__EXTRACT PROVIDED__:
A study by Stickle and Blechman (Journal of Psychopathology and Behavioral Assessment, 2002) found that fire setting was associated with early onset severe and varied antisocial behaviors among juveniles. A new study by Seifert examined the characteristics of a group of 153 fire setters. Fire setters were defined as youth who set fires that are not of a utilitarian nature and may have a risk of harm to others.

There appear to be two groups of fire setters: aggressive and non-aggressive. Aggressive youth are those who have hit, pushed or shoved another person that is not in self defense and causes some level of distress to the victim. Non-aggressive fire setters do not have a history of hitting others. The non-aggressive group appear to have more psychiatric problems, while the aggressive group are similar to the severe behavior problem group with multiple problems and childhood trauma. The aggressive fire setters ranged in age from 6 to 19 (average age was 14), while the non-aggressive fire setters ranged in age from 8 to 16 (average age was 13).

Among the aggressive fire setters, all had a history of moderate to severe behavior problems and assaultive behaviors, 97% had behavior problems that began before the age of 13, 87% had one or more parents not involved in the child’s life, 86% had poor social skills, 83% had a history of family violence, 82% had a history of childhood trauma, and 76% were delinquent. For the non-aggressive fore setter group 94% had a history of moderate to severe behavior problems, 89% had poor social skills, 89% had anger management problems, 83% were impulsive, 74% had moderate to severe behavior problems before the age of 13, 72% had average or better IQ, and 72% had psychosis or self harm.

__WORK INSTRUCTION 1__: In the passage on juvenile fire setters, what was the average age of the aggressive fire setters?
__WORK INSTRUCTION 2__: Continue the passage on juvenile fire setters, picking up right after its last sentence.
The data that follows plays no part in what you are asked to do.

__SOURCE INFORMATION__:
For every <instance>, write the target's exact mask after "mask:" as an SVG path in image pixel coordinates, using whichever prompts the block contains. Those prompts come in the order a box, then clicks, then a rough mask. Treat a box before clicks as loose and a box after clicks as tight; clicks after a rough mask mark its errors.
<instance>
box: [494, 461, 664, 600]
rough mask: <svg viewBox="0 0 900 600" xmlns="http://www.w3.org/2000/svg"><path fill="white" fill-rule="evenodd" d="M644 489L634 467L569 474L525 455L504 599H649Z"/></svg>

==

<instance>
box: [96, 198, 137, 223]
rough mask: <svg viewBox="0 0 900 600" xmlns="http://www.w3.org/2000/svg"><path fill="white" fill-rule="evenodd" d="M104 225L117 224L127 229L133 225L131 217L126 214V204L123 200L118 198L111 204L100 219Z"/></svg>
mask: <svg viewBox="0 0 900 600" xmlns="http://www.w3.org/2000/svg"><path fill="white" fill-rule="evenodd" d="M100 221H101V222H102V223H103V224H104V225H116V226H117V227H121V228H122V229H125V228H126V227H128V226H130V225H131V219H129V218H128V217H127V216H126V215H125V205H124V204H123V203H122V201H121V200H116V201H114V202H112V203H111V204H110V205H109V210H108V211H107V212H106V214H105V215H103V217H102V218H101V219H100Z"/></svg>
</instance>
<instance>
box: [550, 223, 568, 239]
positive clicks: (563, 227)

==

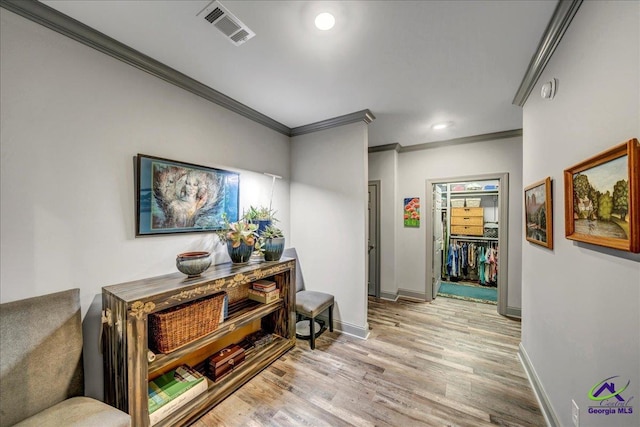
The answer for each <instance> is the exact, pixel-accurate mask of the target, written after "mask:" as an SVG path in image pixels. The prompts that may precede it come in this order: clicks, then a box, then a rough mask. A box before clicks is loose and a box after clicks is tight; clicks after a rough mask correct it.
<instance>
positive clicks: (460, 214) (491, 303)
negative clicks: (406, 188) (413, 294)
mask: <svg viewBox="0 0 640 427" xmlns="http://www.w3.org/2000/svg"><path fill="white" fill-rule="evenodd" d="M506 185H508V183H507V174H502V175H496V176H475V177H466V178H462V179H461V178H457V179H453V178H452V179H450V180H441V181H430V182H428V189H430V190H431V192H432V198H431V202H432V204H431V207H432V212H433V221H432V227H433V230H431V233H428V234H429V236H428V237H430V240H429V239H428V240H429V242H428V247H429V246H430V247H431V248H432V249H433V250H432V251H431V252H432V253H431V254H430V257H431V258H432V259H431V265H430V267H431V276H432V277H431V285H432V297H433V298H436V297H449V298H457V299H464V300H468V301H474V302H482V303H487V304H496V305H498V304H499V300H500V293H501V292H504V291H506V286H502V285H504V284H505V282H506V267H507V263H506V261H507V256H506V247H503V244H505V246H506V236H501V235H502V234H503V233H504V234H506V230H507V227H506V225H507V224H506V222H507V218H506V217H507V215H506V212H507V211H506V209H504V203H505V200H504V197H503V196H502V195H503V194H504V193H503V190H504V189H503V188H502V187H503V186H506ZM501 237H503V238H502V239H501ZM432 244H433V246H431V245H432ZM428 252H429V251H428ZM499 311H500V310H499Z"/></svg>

__EXERCISE OUTPUT 1__: Their average age was 14.

__EXERCISE OUTPUT 2__:
Looking at the characteristics of these two groups, it becomes clear that the intervention strategies may be different for youth in aggressive vs non-aggressive patterns. The aggressive group has more trauma and histories of family violence. Therefore therapy would need to address any ongoing home violence or trauma and use techniques to help the youth heal from past trauma, including domestic violence. Both groups have some social skill deficits and cognitive behavioral treatment for skill building would be appropriate. The non-aggressive fire setter may have more psychiatric problems and will need a psychiatric evaluation, especially for psychosis, self harm and impulsivity. The majority of both groups had average or better intellectual functioning, but examination of how they are doing in school is always appropriate.

In conclusion, as in most groups of behaviorally disordered youth, comorbidity, family, and trauma issues need to be examined in order to provide the most effective therapy. An effective assessment on the front end can save time and trouble later on. Early intervention (before the age of 12) is of primary importance.